▸ **TASK DESCRIPTION**:
Please repeat, from the entries that follow, the lines from the one containing "If you could tag each instance of the white car" through the one containing "If you could tag each instance of the person" exactly, adding nothing.

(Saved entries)
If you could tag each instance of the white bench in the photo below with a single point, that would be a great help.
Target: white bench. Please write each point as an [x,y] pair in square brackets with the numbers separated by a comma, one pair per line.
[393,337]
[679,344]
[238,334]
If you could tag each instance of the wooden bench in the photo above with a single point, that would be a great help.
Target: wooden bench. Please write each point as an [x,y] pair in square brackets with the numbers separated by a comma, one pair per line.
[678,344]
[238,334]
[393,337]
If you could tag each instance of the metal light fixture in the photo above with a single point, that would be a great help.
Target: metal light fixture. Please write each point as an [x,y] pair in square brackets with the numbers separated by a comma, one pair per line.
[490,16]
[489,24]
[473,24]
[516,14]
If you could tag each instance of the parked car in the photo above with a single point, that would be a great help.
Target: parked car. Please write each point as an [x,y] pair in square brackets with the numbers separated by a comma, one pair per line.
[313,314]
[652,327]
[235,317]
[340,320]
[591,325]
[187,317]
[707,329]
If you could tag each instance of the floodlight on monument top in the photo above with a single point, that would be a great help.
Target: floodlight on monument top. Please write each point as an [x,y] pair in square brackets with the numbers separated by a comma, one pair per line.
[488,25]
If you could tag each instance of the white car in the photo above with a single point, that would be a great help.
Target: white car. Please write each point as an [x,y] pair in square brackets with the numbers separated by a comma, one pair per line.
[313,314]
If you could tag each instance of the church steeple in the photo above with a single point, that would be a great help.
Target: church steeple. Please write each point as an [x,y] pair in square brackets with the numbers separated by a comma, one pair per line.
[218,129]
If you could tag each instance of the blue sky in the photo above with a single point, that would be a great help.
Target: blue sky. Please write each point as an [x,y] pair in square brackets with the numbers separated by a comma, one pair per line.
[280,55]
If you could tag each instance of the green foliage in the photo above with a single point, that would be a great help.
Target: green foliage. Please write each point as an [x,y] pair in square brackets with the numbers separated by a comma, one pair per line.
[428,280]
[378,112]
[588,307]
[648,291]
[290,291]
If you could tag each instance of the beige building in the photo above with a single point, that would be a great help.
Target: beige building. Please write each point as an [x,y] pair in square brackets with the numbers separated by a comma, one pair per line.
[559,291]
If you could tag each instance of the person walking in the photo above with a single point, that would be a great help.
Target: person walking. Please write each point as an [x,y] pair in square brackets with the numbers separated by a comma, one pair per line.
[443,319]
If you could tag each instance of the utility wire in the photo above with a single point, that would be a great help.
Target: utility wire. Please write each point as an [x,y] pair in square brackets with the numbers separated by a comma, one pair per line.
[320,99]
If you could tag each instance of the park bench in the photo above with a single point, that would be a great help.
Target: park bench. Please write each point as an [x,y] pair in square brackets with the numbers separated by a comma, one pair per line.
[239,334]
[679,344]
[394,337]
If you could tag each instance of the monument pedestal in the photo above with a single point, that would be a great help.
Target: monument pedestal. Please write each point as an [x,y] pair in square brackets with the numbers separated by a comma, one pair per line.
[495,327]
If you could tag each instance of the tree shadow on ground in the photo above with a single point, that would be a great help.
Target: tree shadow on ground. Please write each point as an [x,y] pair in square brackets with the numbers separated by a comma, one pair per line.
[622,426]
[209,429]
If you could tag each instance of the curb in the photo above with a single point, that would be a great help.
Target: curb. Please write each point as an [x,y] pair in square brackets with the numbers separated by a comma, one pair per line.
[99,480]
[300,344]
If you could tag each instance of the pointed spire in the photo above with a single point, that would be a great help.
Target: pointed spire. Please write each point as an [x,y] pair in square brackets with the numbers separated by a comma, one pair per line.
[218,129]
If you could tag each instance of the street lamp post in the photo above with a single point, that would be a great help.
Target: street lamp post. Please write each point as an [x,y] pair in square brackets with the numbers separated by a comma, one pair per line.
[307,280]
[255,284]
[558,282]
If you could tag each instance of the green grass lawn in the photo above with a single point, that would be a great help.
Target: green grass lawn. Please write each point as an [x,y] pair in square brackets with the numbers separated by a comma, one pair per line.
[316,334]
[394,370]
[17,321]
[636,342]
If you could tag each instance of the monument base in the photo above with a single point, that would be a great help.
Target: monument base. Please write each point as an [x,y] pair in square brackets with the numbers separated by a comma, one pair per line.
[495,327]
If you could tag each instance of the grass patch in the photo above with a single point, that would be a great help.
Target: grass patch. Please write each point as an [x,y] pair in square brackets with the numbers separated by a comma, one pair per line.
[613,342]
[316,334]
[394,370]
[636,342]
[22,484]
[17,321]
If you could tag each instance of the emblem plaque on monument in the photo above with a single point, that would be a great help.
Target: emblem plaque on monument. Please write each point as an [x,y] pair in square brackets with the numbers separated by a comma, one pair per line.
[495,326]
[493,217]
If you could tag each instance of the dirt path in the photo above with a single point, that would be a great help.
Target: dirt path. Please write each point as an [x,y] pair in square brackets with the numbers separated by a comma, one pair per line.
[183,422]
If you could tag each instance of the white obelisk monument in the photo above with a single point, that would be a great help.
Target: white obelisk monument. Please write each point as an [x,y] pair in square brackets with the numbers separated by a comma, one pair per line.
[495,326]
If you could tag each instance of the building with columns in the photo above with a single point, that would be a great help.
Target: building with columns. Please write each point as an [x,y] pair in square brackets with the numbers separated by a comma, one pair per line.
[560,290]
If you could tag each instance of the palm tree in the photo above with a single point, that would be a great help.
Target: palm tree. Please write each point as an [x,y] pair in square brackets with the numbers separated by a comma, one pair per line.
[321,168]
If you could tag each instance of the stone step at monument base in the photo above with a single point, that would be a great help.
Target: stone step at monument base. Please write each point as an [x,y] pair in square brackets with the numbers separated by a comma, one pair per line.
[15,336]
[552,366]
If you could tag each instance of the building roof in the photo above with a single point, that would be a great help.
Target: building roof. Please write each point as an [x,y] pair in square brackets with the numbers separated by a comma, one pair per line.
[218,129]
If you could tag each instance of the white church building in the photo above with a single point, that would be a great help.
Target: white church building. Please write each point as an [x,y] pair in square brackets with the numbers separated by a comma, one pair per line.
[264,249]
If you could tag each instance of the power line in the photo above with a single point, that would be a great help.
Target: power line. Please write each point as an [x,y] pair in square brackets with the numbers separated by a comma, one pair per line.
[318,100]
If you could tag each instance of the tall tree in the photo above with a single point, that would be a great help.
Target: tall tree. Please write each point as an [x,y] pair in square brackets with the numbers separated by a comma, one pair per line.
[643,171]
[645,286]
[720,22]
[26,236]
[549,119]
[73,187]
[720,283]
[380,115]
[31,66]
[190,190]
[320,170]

▸ **OUTPUT BELOW**:
If you could tag each instance of the white car in the photo above with a single point, that would be a great help.
Target: white car. Please write each point as an [x,y] pair in square brackets with the numbers separated by a comma, one pair per line.
[313,314]
If you could tag each instance of the church steeple in the photo above with a single point, that would be a great help.
Target: church steeple. Please write each point as an [x,y] pair in square brackets with the numbers separated by a comma, one pair per line.
[218,129]
If you could tag each instance of the blue sky in the photo above with a single point, that would be a great help.
Target: blue sky. Please write each point as an [x,y] pair in square brackets with the numbers separated by a comma, one pair per line.
[280,55]
If you could tag each instance of the green foliage in the photo above with a single point, that would be a great help.
Target: green foliage. Please write each point as an [x,y] pair in square brackets with the numbers separated by a comma, one pair per line.
[428,280]
[378,112]
[588,307]
[648,291]
[290,291]
If you could tag each instance of the beige building in the photo above with a single point, that would be a great help.
Target: beige building. Please write each point as an [x,y] pair in square brackets with the numbers separated by a comma, one pair per line.
[559,291]
If you could tag each instance of the person walking in the photo above with a single point, that would be a great help.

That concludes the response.